__Extract provided__:
******

The prevalence of erectile dysfunction among Brazilian men screened for prostate cancer.BJU Int. 2009 Oct; 104(8):1130-3.BI
To determine the prevalence of erectile dysfunction (ED) in a large cohort of Brazilian men who were screened for prostate cancer, and to determine risk factors in this population, as there are large cultural differences among countries in reporting the frequency of ED, and it is likely that the prevalence of ED among men screened for prostate cancer cannot be generally applied across countries.
SUBJECTS AND METHODS
The analysis focused on the baseline characteristics of 1008 consecutive South American men from Brazil with no known prostate disease who had routine screening for prostate cancer by urologists. The variables analysed were patient age, urinary symptoms, patient health-related quality of life (HRQL), prostate-specific antigen (PSA) levels, prostate volume and erectile function. To assess lower urinary tract symptoms (LUTS) and HRQL, we used the American Urological Association symptom score and its appended eighth question, respectively. Benign prostatic hyperplasia was defined as a prostate volume of >30 g. Sexual function was assessed using the five-item version of the International Index of Erectile Function questionnaire. Thus, ED was considered to absent for scores of 22-25, mild for 17-21, mild to moderate for 12-16, moderate for 8-11, or severe for 5-7. Obesity was defined by calculating the body mass index (BMI), and categorized as underweight (<18.5 kg/m(2)), normal weight (18.5-24.9 kg/m(2)), overweight (25-29.9 kg/m(2)) or obese (= 30 kg/m(2)). The mean (sd) PSA level was 4.3 (6.7) ng/mL and the mean prostate volume 37.8 (21.8) mL. The correlation of ED with these variables was estimated using unconditional logistic regression models.

******

__Supplied material__:

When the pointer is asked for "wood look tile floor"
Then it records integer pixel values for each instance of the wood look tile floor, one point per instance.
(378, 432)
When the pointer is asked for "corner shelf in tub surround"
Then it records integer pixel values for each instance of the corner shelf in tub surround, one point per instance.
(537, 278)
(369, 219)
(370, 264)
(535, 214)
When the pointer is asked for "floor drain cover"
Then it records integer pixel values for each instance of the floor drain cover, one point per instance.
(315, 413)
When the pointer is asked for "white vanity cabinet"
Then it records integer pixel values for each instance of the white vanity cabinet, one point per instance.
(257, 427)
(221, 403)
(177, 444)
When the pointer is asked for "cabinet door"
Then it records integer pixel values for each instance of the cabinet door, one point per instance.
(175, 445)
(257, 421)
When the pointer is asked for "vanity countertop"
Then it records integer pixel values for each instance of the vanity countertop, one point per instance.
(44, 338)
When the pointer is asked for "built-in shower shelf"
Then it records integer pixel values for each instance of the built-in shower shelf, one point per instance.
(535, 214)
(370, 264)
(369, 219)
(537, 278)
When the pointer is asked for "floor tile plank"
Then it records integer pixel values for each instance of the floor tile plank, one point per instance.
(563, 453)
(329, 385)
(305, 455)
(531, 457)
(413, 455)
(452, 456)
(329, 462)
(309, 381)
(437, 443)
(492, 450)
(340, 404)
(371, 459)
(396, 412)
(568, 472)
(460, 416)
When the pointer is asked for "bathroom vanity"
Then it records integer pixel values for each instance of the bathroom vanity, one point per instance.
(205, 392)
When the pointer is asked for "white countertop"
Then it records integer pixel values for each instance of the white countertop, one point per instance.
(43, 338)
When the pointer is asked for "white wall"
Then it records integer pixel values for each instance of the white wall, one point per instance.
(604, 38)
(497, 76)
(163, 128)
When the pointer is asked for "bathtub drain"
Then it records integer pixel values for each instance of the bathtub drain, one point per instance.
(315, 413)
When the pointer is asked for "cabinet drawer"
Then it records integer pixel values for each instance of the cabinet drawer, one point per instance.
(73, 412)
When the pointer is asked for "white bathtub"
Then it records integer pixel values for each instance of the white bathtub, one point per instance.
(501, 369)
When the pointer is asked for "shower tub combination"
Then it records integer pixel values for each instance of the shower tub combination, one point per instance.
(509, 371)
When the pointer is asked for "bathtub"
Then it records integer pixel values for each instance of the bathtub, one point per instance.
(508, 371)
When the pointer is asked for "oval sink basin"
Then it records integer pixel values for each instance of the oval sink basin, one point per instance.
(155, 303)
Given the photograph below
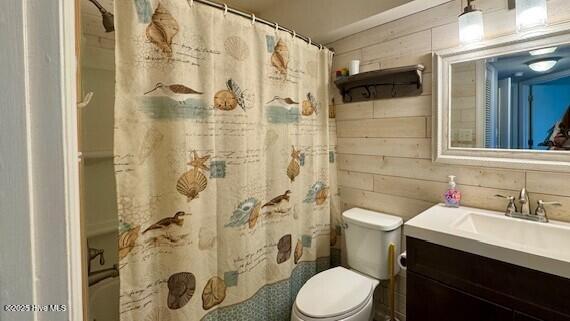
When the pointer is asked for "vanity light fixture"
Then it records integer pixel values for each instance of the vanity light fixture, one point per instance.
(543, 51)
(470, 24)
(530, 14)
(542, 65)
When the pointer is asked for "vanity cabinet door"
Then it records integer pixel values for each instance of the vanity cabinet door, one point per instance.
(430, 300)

******

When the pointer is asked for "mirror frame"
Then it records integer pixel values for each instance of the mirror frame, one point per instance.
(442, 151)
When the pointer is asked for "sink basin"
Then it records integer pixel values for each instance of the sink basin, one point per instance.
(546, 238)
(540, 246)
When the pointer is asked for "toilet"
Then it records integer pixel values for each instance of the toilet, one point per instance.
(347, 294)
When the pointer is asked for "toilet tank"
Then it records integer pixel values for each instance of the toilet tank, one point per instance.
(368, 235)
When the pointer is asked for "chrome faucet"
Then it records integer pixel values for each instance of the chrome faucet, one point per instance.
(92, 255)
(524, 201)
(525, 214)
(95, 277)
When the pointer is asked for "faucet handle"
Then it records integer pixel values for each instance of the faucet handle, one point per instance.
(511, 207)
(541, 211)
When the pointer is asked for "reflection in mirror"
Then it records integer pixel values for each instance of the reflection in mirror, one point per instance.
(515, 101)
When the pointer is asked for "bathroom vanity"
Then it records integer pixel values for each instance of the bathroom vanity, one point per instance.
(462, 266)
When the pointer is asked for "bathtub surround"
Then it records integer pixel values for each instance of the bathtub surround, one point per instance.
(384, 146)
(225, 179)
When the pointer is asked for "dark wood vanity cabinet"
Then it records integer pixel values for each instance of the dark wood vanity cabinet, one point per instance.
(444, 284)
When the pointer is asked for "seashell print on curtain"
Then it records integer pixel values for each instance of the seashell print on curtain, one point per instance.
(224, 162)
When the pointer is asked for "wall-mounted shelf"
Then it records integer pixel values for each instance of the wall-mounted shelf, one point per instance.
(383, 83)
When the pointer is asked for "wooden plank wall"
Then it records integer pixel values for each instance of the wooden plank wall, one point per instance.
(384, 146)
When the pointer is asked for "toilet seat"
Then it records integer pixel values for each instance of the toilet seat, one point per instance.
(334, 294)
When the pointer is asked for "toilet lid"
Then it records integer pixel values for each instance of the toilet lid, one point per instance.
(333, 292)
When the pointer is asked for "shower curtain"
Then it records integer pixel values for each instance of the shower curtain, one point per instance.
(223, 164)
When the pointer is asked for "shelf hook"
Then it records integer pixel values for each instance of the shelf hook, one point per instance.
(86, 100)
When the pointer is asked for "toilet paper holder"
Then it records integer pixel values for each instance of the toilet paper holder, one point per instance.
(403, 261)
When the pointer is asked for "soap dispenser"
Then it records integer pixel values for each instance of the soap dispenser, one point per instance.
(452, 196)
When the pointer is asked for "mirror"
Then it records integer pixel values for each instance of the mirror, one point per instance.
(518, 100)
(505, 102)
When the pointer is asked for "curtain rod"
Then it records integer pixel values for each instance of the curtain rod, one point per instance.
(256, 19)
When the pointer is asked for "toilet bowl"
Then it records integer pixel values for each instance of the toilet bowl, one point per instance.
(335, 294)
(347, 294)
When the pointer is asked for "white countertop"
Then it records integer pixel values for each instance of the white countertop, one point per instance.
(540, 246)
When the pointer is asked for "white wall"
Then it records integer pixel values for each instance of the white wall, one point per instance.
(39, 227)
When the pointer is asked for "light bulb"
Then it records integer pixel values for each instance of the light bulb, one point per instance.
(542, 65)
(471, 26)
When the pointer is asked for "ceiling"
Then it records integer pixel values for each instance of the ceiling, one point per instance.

******

__Tasks to carry out__:
1. List the six variables that the erectile dysfunction study on Brazilian men says were analyzed.
2. Continue the study abstract on erectile dysfunction among Brazilian men screened for prostate cancer, starting right after its last sentence.

__Answer set__:
1. Patient age, urinary symptoms, patient health-related quality of life (HRQL), prostate-specific antigen (PSA) levels, prostate volume, and erectile function.

2.
Information about erectile function was available for 908 patients. ED was considered to be absent, mild, mild to moderate, moderate and severe in 169 (18.6%), 210 (23.1%), 169 (18.6%), 138 (15.2%) and 222 (24.5%) patients, respectively. The ED was severe in 18.4%, 25.7% and 43.4% of patients with mild, moderate and severe LUTS, respectively (P < 0.001). The answer to the HRQL question was also significantly associated with ED; ED was severe in 16.5% of patients feeling delighted/pleased and in 35.8% of patients feeling unhappy/terrible (P < 0.001). The prostate volume was significantly related to ED. The BMI category showed that normal weight, overweight and obese patients had similar rates of ED (P = 0.415); ED was severe in about a quarter of the patients in each of these categories, and 50% and 24% of patients in the underweight and greater BMI groups had severe ED, respectively.
Of men screened for prostate cancer in Brazil, approximately 40% have moderate or severe ED. Severe LUTS, higher HRQL scores, a large prostate volume, a low BMI and higher PSA levels might be associated with higher rates of ED. These variables should be considered when analysing the erectile function of patients screened for prostate cancer.